(Work instructions):
Extract each line below that contains the string "rear", copying every one of them.

Extracted data entries:
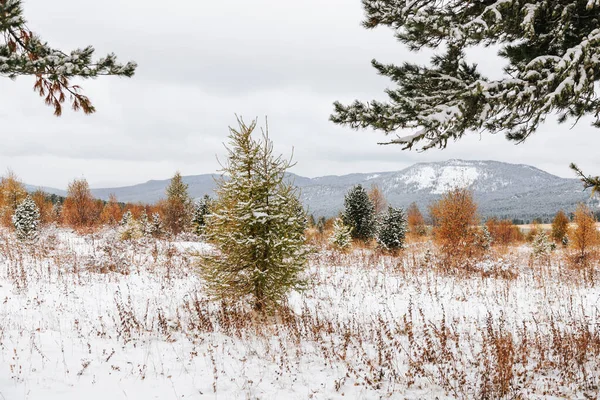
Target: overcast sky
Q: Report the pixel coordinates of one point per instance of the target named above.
(201, 62)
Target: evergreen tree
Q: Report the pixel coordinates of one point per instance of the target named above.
(156, 225)
(178, 210)
(255, 226)
(359, 213)
(24, 53)
(486, 238)
(201, 210)
(551, 52)
(26, 220)
(129, 227)
(541, 245)
(341, 237)
(321, 222)
(392, 231)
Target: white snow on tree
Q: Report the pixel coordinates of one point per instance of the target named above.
(22, 52)
(359, 213)
(550, 51)
(256, 226)
(26, 220)
(127, 216)
(201, 209)
(541, 245)
(156, 225)
(130, 228)
(392, 229)
(486, 238)
(341, 237)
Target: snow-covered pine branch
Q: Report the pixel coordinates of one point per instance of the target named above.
(552, 49)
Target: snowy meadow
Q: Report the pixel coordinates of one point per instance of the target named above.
(90, 315)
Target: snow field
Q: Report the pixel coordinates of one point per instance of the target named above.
(93, 317)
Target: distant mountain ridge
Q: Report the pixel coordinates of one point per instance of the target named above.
(501, 189)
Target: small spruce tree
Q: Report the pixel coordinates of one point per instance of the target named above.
(359, 214)
(486, 238)
(201, 210)
(178, 208)
(392, 231)
(145, 224)
(321, 222)
(26, 220)
(255, 226)
(341, 237)
(541, 245)
(156, 226)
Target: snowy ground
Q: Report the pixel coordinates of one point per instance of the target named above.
(91, 317)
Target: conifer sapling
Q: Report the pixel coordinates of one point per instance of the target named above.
(256, 225)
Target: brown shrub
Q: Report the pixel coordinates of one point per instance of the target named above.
(504, 232)
(455, 223)
(80, 211)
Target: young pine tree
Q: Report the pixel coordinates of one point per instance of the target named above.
(541, 245)
(256, 226)
(26, 220)
(178, 210)
(201, 210)
(378, 199)
(341, 237)
(392, 231)
(359, 214)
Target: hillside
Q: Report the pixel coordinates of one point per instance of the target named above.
(501, 189)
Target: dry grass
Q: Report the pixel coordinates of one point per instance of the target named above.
(501, 327)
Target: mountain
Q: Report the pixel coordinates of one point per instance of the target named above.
(501, 189)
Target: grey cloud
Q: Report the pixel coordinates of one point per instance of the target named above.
(200, 63)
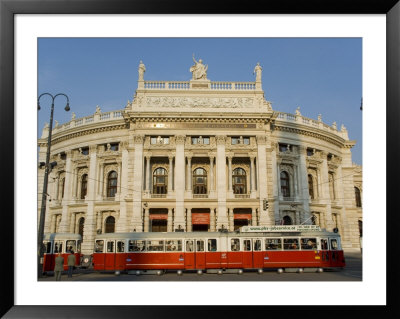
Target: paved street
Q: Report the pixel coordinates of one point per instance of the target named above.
(352, 272)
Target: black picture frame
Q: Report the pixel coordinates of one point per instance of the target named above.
(8, 10)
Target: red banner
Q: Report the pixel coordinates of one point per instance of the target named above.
(200, 219)
(158, 216)
(242, 216)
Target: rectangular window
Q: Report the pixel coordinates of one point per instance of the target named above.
(58, 247)
(273, 244)
(120, 246)
(247, 244)
(290, 243)
(324, 244)
(155, 245)
(235, 244)
(110, 246)
(99, 246)
(212, 245)
(189, 245)
(334, 245)
(47, 247)
(308, 243)
(257, 245)
(71, 245)
(173, 245)
(200, 245)
(136, 245)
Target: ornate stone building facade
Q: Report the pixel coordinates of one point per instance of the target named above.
(199, 156)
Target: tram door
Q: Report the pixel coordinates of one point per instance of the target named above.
(258, 254)
(190, 260)
(200, 255)
(247, 253)
(109, 262)
(324, 251)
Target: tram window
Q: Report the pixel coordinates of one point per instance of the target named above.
(247, 245)
(200, 245)
(212, 245)
(120, 246)
(273, 244)
(308, 243)
(99, 246)
(110, 246)
(47, 246)
(136, 245)
(235, 244)
(290, 243)
(334, 245)
(189, 245)
(58, 247)
(71, 245)
(155, 245)
(173, 245)
(324, 244)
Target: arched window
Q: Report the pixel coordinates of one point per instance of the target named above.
(287, 220)
(81, 223)
(83, 186)
(332, 186)
(285, 188)
(199, 181)
(160, 181)
(310, 186)
(110, 224)
(112, 184)
(358, 196)
(239, 181)
(62, 187)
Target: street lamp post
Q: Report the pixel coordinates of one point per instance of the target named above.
(40, 251)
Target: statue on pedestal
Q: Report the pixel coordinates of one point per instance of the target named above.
(199, 70)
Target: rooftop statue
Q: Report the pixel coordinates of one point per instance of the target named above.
(141, 71)
(258, 71)
(199, 70)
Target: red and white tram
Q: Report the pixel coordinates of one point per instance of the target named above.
(260, 247)
(60, 243)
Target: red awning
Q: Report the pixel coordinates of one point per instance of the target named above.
(200, 218)
(242, 216)
(158, 216)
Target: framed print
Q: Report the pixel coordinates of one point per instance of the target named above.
(30, 29)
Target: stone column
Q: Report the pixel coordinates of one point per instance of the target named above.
(146, 220)
(304, 193)
(169, 221)
(253, 176)
(253, 217)
(189, 220)
(231, 219)
(171, 158)
(212, 219)
(211, 174)
(326, 193)
(136, 221)
(222, 218)
(189, 174)
(69, 176)
(180, 182)
(230, 173)
(89, 231)
(265, 217)
(148, 174)
(122, 224)
(72, 223)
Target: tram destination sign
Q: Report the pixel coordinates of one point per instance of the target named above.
(279, 228)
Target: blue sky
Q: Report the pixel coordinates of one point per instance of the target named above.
(321, 75)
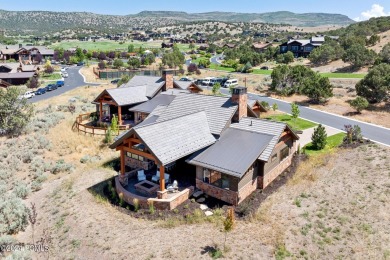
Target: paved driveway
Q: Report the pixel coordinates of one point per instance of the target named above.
(74, 80)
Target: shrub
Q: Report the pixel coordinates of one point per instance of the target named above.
(318, 138)
(61, 166)
(359, 104)
(21, 190)
(13, 215)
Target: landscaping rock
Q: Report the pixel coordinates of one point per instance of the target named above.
(208, 213)
(201, 200)
(197, 194)
(203, 207)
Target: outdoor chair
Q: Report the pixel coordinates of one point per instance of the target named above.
(156, 178)
(141, 175)
(174, 187)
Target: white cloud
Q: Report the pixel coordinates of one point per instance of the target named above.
(375, 11)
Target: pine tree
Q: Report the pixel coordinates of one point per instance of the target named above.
(318, 138)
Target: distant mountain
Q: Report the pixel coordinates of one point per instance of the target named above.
(282, 17)
(44, 21)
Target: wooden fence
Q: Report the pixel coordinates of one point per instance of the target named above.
(93, 130)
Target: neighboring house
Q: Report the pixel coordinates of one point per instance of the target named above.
(119, 101)
(260, 47)
(217, 144)
(16, 73)
(25, 54)
(303, 47)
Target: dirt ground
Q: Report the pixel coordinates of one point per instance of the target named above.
(336, 206)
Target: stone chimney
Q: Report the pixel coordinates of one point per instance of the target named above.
(240, 97)
(167, 76)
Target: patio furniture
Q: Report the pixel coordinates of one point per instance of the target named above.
(146, 187)
(156, 177)
(174, 187)
(141, 175)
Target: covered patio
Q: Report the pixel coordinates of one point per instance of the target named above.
(150, 164)
(118, 102)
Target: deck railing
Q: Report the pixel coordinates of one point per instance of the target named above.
(82, 125)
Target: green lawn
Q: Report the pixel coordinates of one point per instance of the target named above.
(111, 45)
(298, 124)
(343, 75)
(219, 67)
(262, 72)
(53, 76)
(332, 142)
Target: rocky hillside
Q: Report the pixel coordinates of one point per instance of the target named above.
(44, 22)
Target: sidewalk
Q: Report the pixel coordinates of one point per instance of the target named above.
(305, 137)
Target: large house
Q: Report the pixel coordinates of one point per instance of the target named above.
(215, 144)
(16, 73)
(302, 47)
(120, 101)
(26, 55)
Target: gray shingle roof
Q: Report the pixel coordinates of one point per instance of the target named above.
(219, 110)
(234, 152)
(265, 127)
(150, 105)
(176, 138)
(127, 96)
(152, 84)
(183, 84)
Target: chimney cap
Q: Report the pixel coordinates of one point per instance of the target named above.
(239, 90)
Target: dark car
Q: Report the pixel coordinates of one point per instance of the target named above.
(40, 91)
(51, 87)
(60, 83)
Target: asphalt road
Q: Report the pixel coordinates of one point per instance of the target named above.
(74, 80)
(369, 131)
(215, 59)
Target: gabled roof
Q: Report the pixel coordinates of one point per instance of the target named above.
(173, 139)
(234, 152)
(150, 105)
(152, 84)
(125, 96)
(265, 127)
(219, 110)
(17, 75)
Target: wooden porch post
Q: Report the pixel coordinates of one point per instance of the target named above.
(120, 115)
(100, 110)
(162, 179)
(122, 162)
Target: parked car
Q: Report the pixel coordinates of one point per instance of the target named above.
(207, 81)
(51, 87)
(28, 94)
(230, 83)
(185, 79)
(60, 83)
(40, 91)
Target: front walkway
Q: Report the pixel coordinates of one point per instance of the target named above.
(305, 137)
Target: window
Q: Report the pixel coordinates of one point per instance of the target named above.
(284, 153)
(206, 175)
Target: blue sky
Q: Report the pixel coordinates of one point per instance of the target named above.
(355, 9)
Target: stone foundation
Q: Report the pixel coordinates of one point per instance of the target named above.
(162, 204)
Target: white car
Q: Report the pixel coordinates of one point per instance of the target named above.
(28, 94)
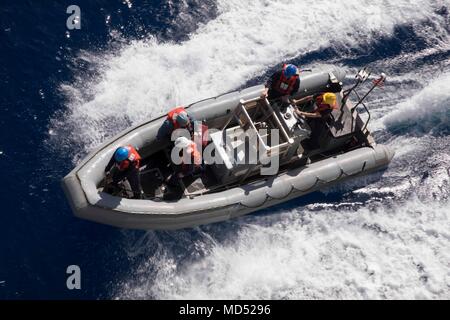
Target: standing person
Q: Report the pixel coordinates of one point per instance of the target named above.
(177, 118)
(124, 164)
(283, 83)
(323, 106)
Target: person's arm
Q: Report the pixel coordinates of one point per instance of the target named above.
(164, 130)
(273, 78)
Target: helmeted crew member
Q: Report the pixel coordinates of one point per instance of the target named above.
(177, 118)
(124, 164)
(323, 106)
(195, 162)
(283, 83)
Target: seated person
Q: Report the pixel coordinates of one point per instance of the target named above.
(180, 118)
(322, 106)
(283, 83)
(124, 164)
(191, 167)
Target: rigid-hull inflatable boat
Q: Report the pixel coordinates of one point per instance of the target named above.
(230, 188)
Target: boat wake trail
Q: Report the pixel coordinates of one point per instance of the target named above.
(383, 236)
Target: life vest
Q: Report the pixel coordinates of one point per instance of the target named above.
(172, 116)
(196, 156)
(133, 159)
(285, 85)
(321, 106)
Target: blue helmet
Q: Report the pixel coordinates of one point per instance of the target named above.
(121, 154)
(182, 119)
(290, 70)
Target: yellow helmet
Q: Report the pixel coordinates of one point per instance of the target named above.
(329, 98)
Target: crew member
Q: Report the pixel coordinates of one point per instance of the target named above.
(124, 164)
(177, 118)
(194, 164)
(323, 105)
(283, 83)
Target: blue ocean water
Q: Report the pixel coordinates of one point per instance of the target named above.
(59, 99)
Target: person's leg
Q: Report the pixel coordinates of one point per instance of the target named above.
(134, 179)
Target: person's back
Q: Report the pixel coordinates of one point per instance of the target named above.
(283, 83)
(177, 118)
(124, 164)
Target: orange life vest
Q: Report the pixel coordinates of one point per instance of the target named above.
(133, 159)
(285, 85)
(172, 116)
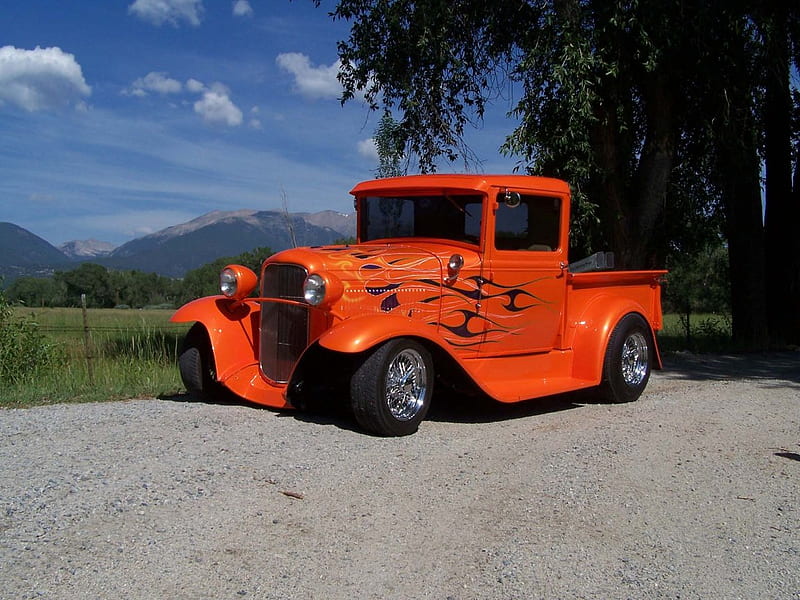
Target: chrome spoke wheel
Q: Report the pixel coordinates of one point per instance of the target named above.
(635, 361)
(390, 390)
(406, 385)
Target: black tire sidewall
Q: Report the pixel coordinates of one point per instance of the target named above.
(368, 386)
(614, 387)
(194, 362)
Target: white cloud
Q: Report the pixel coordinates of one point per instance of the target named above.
(312, 82)
(242, 8)
(173, 12)
(217, 108)
(155, 82)
(368, 149)
(255, 122)
(195, 86)
(40, 79)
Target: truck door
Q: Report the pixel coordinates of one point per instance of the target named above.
(525, 289)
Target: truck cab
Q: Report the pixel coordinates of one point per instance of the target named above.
(462, 276)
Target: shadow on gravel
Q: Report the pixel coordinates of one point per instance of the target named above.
(789, 455)
(776, 366)
(450, 407)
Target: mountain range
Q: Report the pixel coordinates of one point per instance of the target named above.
(175, 250)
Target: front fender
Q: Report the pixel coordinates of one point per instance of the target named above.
(232, 328)
(362, 333)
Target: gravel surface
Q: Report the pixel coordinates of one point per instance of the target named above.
(691, 492)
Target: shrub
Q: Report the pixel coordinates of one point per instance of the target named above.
(23, 350)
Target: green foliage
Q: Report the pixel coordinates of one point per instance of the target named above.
(699, 283)
(132, 354)
(24, 352)
(90, 279)
(37, 291)
(106, 288)
(391, 147)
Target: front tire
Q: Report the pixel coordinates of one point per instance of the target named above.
(196, 364)
(391, 389)
(628, 360)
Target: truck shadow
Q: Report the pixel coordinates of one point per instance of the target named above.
(450, 407)
(773, 368)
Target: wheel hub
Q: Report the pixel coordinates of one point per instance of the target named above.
(406, 385)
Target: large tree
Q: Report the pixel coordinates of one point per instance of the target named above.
(616, 97)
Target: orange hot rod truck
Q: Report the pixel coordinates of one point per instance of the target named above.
(462, 276)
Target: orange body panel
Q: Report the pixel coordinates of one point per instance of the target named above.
(233, 331)
(512, 316)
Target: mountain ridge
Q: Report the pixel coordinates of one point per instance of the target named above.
(174, 250)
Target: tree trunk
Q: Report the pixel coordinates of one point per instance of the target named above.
(741, 193)
(782, 256)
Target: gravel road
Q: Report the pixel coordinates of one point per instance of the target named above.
(691, 492)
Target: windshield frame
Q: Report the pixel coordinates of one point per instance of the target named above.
(433, 215)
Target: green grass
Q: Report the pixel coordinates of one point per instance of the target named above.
(131, 353)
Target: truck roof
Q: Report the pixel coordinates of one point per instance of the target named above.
(420, 184)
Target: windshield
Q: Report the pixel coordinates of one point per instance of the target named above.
(451, 217)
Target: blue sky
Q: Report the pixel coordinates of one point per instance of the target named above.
(120, 118)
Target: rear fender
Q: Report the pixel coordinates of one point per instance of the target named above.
(592, 331)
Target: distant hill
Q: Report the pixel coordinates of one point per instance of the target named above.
(178, 249)
(24, 253)
(175, 250)
(86, 249)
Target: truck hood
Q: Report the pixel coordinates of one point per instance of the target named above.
(402, 277)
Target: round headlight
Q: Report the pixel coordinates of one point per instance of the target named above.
(314, 290)
(228, 283)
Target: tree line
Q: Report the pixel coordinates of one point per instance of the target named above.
(107, 288)
(677, 122)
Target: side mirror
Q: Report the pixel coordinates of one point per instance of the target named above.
(512, 199)
(453, 268)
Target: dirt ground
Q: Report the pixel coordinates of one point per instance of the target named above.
(691, 492)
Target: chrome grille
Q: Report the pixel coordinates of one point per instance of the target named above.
(284, 327)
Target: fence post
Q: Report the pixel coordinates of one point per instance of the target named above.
(86, 340)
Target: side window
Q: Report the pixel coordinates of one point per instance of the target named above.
(532, 224)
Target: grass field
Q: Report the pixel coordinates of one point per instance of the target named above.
(133, 353)
(127, 354)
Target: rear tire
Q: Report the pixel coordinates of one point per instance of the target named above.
(196, 364)
(391, 389)
(628, 360)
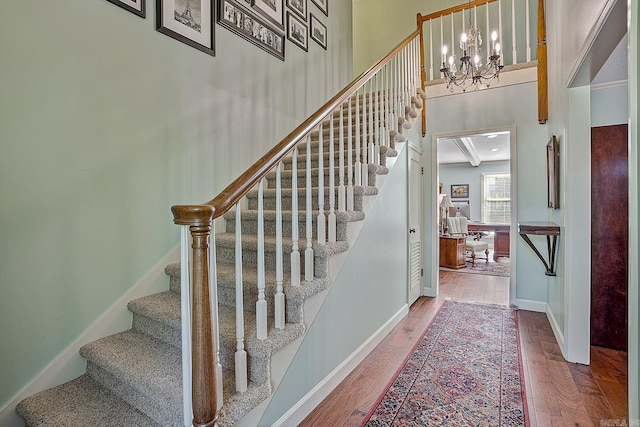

(Problem solution):
Target: rear fender
Target: rear tire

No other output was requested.